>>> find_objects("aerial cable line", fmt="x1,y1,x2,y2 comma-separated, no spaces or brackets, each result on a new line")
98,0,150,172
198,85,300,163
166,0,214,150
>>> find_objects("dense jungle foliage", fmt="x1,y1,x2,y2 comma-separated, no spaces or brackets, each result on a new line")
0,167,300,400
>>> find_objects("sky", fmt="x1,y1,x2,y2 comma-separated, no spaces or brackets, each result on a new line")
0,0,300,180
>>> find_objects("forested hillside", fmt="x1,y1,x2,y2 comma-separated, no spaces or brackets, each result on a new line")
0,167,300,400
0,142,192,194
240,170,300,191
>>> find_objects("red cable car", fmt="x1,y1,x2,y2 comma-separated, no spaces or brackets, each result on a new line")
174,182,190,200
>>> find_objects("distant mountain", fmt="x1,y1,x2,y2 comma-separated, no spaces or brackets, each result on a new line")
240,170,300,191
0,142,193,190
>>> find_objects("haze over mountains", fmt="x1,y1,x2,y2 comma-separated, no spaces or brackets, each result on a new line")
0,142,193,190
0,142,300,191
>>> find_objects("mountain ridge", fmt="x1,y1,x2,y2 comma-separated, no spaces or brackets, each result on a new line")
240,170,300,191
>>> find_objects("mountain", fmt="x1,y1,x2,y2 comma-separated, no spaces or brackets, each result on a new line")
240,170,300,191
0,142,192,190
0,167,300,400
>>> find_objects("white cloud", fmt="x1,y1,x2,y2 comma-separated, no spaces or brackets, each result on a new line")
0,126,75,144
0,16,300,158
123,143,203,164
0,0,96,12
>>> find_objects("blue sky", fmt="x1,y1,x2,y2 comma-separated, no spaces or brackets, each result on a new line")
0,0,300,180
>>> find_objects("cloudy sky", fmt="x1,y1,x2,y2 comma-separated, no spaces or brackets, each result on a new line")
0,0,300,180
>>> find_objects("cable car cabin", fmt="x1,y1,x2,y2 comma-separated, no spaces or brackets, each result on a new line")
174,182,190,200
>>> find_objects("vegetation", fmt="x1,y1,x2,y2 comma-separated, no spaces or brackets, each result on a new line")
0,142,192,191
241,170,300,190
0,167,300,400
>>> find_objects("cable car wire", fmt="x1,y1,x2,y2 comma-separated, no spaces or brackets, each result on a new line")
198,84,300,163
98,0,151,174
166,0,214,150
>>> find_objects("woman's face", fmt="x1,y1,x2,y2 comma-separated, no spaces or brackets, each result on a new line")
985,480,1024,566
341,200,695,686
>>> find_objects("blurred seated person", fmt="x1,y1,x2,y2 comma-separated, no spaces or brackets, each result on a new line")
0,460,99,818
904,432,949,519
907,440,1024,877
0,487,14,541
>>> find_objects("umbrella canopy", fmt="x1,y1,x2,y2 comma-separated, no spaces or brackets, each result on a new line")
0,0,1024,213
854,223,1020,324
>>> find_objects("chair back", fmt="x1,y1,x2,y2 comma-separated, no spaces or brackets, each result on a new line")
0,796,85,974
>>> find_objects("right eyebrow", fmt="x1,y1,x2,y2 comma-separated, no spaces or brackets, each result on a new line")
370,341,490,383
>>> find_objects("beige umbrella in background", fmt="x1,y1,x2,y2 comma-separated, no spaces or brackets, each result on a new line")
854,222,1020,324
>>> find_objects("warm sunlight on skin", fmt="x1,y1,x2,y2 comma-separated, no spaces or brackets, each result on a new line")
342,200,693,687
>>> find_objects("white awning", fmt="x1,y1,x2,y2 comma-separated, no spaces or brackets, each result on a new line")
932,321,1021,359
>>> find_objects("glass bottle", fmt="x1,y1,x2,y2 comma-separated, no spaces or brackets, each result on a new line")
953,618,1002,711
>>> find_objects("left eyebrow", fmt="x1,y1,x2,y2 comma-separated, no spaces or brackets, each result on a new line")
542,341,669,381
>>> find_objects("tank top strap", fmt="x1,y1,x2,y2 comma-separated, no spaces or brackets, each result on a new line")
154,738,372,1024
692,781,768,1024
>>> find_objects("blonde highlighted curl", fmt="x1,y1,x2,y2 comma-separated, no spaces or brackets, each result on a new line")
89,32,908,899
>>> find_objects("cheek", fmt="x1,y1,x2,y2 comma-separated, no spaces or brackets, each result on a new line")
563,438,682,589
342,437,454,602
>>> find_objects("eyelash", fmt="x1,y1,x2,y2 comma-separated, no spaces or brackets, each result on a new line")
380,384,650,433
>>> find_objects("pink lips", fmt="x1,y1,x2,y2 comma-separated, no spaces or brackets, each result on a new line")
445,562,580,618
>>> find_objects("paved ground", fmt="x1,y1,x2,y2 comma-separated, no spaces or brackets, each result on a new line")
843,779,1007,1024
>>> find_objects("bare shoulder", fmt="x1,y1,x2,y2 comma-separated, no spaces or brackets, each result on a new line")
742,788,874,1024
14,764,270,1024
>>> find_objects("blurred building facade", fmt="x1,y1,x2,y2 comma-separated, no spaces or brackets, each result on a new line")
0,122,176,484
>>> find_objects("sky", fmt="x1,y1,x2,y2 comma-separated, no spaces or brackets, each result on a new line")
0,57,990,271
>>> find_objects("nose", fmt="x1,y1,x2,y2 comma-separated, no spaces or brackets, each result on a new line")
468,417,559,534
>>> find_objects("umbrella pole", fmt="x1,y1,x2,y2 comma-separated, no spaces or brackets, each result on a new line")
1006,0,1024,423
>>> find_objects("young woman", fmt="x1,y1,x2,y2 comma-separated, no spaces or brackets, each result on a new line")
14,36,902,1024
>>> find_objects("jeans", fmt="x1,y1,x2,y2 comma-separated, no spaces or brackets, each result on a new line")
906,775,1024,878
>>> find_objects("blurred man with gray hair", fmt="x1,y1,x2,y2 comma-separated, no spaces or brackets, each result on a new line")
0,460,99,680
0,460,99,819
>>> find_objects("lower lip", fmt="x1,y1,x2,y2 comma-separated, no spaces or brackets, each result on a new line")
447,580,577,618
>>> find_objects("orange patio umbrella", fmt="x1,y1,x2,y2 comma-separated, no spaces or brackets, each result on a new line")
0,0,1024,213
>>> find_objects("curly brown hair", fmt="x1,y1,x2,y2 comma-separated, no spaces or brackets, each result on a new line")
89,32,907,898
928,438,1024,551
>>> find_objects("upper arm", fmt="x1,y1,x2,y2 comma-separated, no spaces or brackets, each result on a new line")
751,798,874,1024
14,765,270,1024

■ ■ ■ ■ ■ ■ ■

Instructions to follow: Find and copy every line in the items above that contains the word "eyebrow". Case matters.

Output:
>>> find_objects("right eyebrow", fmt="x1,y1,x2,y2 comma-separated, no spaces or brackets, each result on a new line")
>>> find_objects("left eyebrow", fmt="x1,y1,x2,y2 comma-separated, no spaces or brackets, each result on a new line")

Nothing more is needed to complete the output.